--- Exercise material ---
******************************
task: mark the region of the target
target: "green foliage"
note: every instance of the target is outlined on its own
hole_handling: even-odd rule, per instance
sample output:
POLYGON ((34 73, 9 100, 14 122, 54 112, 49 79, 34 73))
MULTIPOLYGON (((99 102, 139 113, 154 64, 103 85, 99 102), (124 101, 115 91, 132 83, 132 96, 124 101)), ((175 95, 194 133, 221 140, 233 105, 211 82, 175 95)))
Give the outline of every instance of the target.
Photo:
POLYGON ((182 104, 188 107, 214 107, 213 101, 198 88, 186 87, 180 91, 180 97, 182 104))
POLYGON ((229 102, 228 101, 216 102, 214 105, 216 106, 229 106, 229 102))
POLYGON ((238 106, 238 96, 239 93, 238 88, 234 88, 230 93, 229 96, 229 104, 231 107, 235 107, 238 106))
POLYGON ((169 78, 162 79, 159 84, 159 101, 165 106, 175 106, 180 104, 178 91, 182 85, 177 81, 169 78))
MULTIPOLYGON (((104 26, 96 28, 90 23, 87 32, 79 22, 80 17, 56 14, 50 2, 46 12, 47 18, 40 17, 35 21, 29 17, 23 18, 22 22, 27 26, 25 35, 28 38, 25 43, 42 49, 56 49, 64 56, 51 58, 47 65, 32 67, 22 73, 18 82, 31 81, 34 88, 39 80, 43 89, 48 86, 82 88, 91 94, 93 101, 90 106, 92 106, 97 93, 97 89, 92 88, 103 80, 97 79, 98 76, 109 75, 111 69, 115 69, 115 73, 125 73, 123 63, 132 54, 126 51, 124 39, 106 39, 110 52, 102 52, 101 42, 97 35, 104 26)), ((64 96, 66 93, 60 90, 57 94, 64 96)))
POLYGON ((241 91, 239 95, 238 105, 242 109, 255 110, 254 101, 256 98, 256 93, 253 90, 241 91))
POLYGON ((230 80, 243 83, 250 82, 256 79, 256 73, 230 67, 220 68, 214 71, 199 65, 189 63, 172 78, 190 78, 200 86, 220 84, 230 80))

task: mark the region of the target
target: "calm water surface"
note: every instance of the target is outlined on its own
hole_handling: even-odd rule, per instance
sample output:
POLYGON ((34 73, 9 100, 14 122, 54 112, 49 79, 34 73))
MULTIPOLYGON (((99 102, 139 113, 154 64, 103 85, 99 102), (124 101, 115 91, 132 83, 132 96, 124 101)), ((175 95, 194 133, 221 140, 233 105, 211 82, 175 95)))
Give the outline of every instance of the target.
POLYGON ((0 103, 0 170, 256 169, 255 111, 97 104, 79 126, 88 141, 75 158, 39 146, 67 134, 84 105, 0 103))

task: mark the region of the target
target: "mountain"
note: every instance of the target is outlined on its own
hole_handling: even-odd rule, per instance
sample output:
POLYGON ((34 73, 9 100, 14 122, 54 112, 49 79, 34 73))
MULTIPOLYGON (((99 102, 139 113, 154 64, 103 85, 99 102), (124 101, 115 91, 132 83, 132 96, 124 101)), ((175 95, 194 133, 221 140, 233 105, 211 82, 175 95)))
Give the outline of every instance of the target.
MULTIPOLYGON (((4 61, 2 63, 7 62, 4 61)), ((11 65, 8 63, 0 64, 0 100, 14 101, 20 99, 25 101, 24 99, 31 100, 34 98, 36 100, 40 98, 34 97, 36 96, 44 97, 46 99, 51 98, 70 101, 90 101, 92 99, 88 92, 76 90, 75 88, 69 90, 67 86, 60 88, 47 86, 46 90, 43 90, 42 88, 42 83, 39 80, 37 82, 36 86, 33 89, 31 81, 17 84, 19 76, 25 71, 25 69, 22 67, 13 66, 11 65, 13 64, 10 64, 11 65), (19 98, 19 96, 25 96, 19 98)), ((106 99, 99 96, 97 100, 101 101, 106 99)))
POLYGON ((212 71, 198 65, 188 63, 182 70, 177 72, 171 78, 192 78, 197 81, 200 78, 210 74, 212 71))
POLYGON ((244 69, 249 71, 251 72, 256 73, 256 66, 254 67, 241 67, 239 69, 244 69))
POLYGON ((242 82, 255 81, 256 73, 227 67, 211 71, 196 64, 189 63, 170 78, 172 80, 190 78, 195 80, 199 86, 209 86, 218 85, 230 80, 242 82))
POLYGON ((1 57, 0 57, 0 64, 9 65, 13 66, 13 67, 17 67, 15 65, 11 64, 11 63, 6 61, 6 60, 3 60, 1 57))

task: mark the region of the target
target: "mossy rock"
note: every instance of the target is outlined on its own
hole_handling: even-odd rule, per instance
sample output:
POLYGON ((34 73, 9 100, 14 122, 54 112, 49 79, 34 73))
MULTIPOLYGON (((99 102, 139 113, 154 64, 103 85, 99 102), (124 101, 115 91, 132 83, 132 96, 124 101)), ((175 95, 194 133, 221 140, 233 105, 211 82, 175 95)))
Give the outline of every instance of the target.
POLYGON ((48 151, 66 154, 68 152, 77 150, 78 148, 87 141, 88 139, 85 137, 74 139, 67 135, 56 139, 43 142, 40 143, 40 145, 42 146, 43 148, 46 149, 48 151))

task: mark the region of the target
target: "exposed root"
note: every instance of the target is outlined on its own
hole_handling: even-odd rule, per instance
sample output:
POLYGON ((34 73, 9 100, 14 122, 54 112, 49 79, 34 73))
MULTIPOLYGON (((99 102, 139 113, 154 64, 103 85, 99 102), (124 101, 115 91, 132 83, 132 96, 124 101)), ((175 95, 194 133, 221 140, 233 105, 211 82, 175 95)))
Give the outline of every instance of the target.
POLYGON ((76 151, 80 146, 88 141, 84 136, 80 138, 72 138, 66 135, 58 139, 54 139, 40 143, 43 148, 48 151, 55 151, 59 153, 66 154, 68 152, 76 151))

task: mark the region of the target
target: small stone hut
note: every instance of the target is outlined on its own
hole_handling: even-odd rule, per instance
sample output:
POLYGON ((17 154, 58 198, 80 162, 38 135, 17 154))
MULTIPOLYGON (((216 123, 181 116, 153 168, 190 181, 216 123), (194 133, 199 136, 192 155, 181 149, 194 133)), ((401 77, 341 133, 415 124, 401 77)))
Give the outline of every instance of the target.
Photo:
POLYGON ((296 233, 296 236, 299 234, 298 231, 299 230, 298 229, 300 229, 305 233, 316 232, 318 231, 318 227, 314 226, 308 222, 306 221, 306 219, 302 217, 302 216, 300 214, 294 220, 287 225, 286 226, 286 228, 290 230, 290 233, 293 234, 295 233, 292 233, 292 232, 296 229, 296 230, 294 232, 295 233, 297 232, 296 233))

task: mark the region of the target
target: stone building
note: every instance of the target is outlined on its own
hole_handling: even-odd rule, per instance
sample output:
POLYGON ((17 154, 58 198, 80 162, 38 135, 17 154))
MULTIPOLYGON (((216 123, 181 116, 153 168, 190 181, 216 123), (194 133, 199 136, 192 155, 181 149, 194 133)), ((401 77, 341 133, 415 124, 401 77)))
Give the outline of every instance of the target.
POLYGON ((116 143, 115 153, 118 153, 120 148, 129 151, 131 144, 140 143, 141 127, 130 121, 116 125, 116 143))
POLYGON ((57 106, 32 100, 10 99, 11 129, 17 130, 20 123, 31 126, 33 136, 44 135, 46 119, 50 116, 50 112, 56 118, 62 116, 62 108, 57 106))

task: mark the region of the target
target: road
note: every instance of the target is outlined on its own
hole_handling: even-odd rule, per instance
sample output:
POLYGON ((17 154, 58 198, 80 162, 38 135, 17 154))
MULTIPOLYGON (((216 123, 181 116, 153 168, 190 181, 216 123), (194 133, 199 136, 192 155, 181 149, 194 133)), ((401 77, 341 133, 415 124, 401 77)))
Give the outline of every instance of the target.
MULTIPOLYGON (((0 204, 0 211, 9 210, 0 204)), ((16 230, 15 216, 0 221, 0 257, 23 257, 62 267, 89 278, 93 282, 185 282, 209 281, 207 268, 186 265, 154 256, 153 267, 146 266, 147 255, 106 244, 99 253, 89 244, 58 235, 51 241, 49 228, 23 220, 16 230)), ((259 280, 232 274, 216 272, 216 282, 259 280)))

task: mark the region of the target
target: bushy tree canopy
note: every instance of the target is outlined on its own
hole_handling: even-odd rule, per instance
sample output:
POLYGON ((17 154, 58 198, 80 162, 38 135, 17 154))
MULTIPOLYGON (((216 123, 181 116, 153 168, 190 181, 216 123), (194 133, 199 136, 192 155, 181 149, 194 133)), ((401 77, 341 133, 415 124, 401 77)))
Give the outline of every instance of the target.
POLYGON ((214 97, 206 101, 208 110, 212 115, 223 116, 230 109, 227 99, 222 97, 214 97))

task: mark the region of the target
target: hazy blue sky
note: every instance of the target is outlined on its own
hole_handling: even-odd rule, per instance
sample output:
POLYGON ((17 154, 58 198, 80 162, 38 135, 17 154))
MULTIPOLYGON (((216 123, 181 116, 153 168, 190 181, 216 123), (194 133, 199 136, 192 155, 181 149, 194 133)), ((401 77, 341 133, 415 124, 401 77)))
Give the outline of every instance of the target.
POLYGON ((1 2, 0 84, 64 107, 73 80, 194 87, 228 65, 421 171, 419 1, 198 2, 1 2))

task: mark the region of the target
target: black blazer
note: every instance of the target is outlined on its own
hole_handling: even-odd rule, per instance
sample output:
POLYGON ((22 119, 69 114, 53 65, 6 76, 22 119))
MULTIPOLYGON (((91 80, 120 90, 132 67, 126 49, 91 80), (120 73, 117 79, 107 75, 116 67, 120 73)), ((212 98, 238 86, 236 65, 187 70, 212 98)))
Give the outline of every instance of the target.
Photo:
******************************
--- What this task involves ---
Please copy out the records above word for word, starting at the very first line and going on through the line containing "POLYGON ((169 78, 162".

--- Result ---
task: mark the region of the target
target: "green foliage"
note: every instance of the target is outlined on its own
hole_handling: even-odd rule, per instance
sample output:
POLYGON ((34 73, 9 100, 14 122, 54 112, 49 79, 34 73))
MULTIPOLYGON (((99 102, 139 113, 154 64, 103 85, 99 102), (124 101, 115 91, 132 83, 132 96, 124 101)), ((175 95, 194 133, 221 140, 233 105, 211 82, 175 95)))
Give the outline of every instance of the target.
Photo:
POLYGON ((182 104, 188 107, 214 107, 213 101, 198 88, 186 87, 180 91, 180 97, 182 104))
POLYGON ((229 102, 228 101, 216 102, 214 105, 216 106, 229 106, 229 102))
POLYGON ((238 106, 238 96, 239 93, 238 88, 234 88, 230 93, 229 96, 229 104, 231 107, 235 107, 238 106))
POLYGON ((169 78, 162 79, 159 84, 159 101, 165 106, 175 106, 180 104, 178 91, 182 85, 177 81, 169 78))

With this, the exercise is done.